● **Aim**: Which of the lines below contain the string "yellow"? Report each of them, copied in full.

** START OF Listed entries **

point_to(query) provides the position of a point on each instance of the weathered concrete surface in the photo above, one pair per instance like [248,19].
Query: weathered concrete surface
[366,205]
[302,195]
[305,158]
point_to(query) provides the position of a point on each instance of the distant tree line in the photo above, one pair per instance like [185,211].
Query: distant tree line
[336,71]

** END OF Listed entries **
** START OF Listed entries **

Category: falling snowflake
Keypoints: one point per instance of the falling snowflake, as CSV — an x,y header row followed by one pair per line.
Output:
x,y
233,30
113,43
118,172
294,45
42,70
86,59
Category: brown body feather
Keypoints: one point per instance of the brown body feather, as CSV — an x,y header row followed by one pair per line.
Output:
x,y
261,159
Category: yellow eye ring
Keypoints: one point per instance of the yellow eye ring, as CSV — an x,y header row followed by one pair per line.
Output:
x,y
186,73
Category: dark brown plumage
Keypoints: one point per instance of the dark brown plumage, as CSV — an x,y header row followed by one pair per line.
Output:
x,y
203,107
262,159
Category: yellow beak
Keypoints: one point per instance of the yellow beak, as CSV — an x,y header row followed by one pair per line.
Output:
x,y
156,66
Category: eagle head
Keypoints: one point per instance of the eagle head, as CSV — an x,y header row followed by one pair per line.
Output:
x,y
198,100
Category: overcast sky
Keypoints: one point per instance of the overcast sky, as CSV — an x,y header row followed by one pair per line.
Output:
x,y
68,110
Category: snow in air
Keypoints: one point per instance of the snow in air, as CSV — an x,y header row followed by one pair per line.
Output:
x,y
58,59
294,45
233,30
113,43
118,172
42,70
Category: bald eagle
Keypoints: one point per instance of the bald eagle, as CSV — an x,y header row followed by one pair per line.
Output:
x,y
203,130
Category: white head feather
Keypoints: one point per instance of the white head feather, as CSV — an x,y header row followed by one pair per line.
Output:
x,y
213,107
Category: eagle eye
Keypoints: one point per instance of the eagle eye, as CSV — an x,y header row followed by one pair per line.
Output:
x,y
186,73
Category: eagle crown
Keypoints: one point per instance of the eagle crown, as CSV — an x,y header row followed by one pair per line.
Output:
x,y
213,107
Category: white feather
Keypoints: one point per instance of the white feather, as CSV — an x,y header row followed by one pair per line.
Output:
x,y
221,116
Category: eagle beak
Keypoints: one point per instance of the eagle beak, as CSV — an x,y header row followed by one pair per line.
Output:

** END OF Listed entries **
** START OF Listed entries **

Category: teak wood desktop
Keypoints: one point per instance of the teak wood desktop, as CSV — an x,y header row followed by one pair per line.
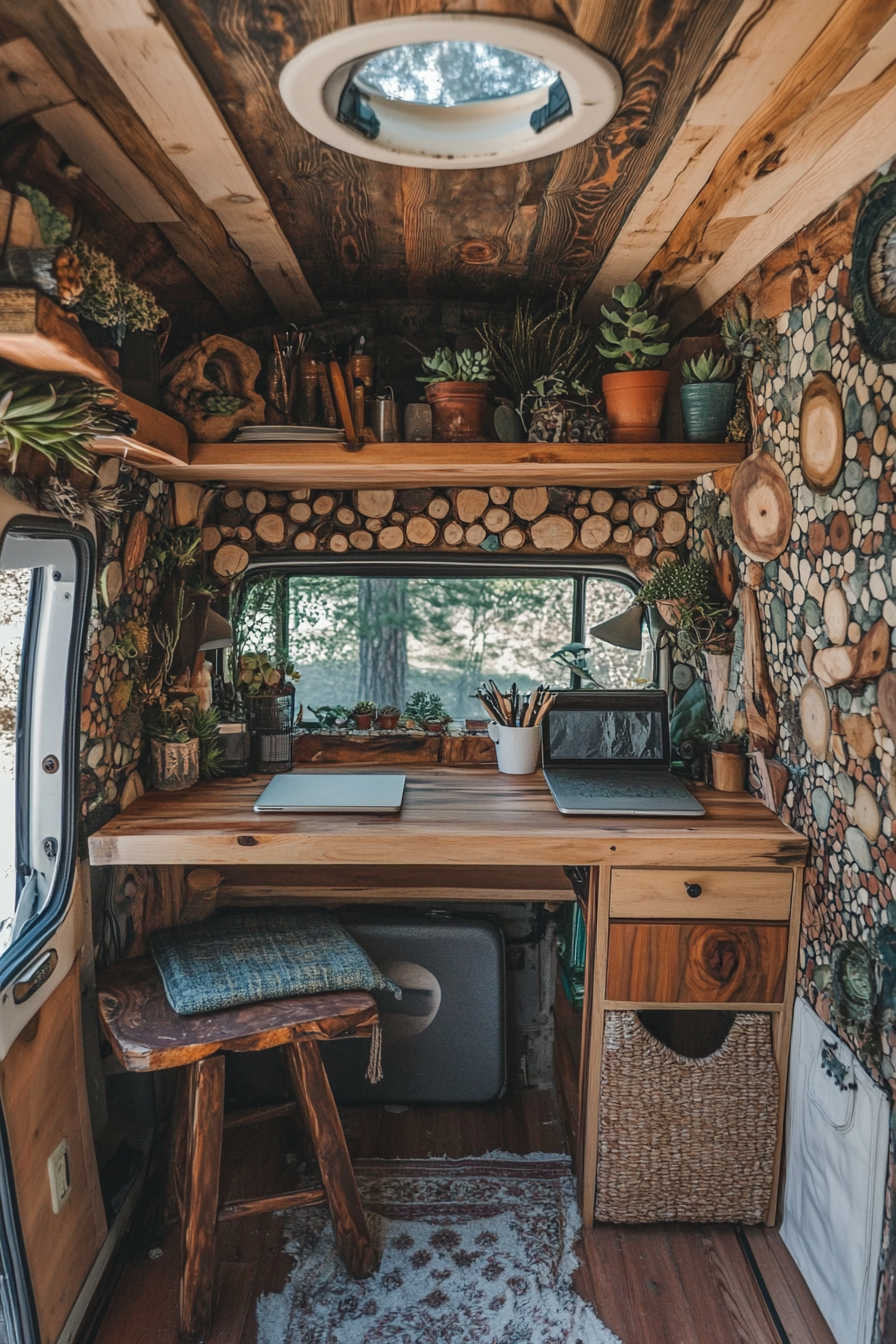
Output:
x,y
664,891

** END OF Listed entries **

● **Response below**:
Category: yellow eye ring
Keypoints: one point per instance of the yellow eye ring, as CSV — an x,y header row followed by one pair per line.
Category: yellow beak
Keypoints: one point per instance of the yellow beak, as CSV — an x,y header row followed by one pair per line.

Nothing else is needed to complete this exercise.